[Kutipan]
Pansus Pelindo II Minta Perusahaan BUMN Tak Tunduk kepada Asing

Dirut Pelindo II RJ Lino seharusnya memperjuangkan agar pelabuhan dikelola anak bangsa.

oleh Taufiqurrohman diperbarui 07 Nov 2015, 22:21 WIB
Diterbitkan 07 Nov 2015, 22:21 WIB
Aktivitas Bongkar Muat di JICT Tanjung Priok
Sejumlah pekerja saat mengecek peti kemas di Pelabuhan JICT, Tanjung Priuk, Jakarta, Rabu (25/3/2015). Pelindo II mencatat waktu tunggu pelayanan kapal dan barang sudah mendekati target pemerintah. (Liputan6.com/Faizal Fanani)

Liputan6.com, Jakarta - Anggota Pansus Pelindo II DPR Daniel Johan menyarankan pemerintah sebaiknya segera melakukan perombakan internal Pelindo II. Ini karena, perusahaan BUMN itu terbukti gagal menjaga pelabuhan sebagai aset nasional dan lebih tunduk kepada pemodal asing.

Daniel mengungkapkan, pengelolaan Terminal Peti Kemas Jakarta (Jakarta International Container Terminal/JICT) selama ini dikelola Hutchinson Port Holding (HPH), yang merupakan perusahaan asal Hong Kong, sejak 1999 dan seharusnya kontrak habis pada 2019.

Namun oleh Dirut Pelindo II RJ Lino, kontrak itu diperpanjang sejak 2014 lalu dan tanpa persetujuan Pemerintah seperti disyaratkan undang-undang.

[Daftar Entri]

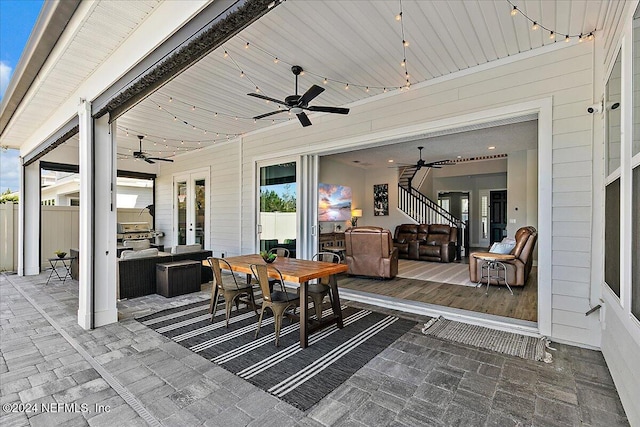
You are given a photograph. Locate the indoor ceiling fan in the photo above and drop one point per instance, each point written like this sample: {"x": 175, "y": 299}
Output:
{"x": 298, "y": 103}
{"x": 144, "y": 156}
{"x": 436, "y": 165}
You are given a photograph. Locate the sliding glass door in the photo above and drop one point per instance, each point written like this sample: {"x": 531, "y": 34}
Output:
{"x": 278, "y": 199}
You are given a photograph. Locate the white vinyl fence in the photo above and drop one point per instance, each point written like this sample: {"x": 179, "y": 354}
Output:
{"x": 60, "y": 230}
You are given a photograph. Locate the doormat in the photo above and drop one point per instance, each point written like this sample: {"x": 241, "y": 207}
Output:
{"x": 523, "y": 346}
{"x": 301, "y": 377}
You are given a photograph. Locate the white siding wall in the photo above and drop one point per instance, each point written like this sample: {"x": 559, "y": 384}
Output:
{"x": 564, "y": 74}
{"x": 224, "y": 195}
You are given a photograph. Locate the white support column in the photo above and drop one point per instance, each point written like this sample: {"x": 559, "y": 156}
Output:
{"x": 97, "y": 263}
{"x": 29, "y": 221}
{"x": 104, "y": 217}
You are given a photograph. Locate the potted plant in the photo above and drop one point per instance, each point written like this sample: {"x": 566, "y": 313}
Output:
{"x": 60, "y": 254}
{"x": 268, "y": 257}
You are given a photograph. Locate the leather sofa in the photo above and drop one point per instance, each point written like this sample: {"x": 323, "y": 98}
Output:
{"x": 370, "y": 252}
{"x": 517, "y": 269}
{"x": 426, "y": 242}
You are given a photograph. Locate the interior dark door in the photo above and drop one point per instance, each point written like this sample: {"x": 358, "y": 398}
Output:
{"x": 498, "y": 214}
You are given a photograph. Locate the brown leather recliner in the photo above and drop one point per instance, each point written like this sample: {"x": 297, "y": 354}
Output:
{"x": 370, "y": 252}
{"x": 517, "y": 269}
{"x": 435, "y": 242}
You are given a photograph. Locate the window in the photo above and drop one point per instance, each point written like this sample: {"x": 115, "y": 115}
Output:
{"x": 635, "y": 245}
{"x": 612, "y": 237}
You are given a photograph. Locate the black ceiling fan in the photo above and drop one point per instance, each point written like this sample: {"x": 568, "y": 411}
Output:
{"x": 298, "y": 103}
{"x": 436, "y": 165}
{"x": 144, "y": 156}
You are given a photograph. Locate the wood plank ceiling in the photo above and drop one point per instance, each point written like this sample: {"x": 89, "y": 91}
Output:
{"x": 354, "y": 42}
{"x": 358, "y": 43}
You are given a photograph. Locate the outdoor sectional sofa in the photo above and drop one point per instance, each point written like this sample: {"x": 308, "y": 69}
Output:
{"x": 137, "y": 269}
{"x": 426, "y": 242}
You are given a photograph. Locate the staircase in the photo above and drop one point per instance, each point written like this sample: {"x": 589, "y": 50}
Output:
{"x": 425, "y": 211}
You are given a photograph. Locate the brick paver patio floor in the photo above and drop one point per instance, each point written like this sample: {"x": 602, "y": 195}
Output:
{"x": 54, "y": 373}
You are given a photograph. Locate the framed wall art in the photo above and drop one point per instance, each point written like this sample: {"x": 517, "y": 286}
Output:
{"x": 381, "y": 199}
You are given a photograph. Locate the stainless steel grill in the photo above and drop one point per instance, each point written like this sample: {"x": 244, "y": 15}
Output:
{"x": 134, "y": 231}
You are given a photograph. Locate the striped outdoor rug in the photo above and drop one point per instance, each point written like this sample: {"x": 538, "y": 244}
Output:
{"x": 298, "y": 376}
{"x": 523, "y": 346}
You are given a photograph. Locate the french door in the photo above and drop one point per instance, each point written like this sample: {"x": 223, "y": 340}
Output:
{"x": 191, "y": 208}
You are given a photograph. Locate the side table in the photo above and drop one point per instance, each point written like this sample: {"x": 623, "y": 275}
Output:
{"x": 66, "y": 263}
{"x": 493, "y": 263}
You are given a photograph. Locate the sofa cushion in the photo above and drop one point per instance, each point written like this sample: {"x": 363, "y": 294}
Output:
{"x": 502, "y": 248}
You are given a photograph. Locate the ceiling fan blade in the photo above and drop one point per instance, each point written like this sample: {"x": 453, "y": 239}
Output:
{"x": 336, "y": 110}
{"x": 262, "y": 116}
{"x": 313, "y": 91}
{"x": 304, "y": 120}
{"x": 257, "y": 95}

[Latihan Tertulis 1]
Salin ulang bagian kutipan tentang Pansus Pelindo II, mulai dari "oleh Taufiqurrohman diperbarui" dan terus sampai "habis pada 2019.".
[Latihan Tertulis 2]
Tulis ulang dengan lebih ringkas paragraf dalam kutipan tentang Pansus Pelindo II yang diawali "Daniel mengungkapkan, pengelolaan", tanpa menghilangkan fakta utamanya.
Daftar ini adalah bahan tersendiri yang terpisah dari kutipan.

[Jawaban Lengkap 1]
oleh Taufiqurrohman diperbarui 07 Nov 2015, 22:21 WIB
Diterbitkan 07 Nov 2015, 22:21 WIB
Aktivitas Bongkar Muat di JICT Tanjung Priok
Sejumlah pekerja saat mengecek peti kemas di Pelabuhan JICT, Tanjung Priuk, Jakarta, Rabu (25/3/2015). Pelindo II mencatat waktu tunggu pelayanan kapal dan barang sudah mendekati target pemerintah. (Liputan6.com/Faizal Fanani)

Liputan6.com, Jakarta - Anggota Pansus Pelindo II DPR Daniel Johan menyarankan pemerintah sebaiknya segera melakukan perombakan internal Pelindo II. Ini karena, perusahaan BUMN itu terbukti gagal menjaga pelabuhan sebagai aset nasional dan lebih tunduk kepada pemodal asing.

Daniel mengungkapkan, pengelolaan Terminal Peti Kemas Jakarta (Jakarta International Container Terminal/JICT) selama ini dikelola Hutchinson Port Holding (HPH), yang merupakan perusahaan asal Hong Kong, sejak 1999 dan seharusnya kontrak habis pada 2019.

[Jawaban Lengkap 2]
Menurut Daniel, JICT dikelola Hutchinson Port Holding (HPH), perusahaan asal Hong Kong, sejak 1999, dengan kontrak yang seharusnya berakhir pada 2019.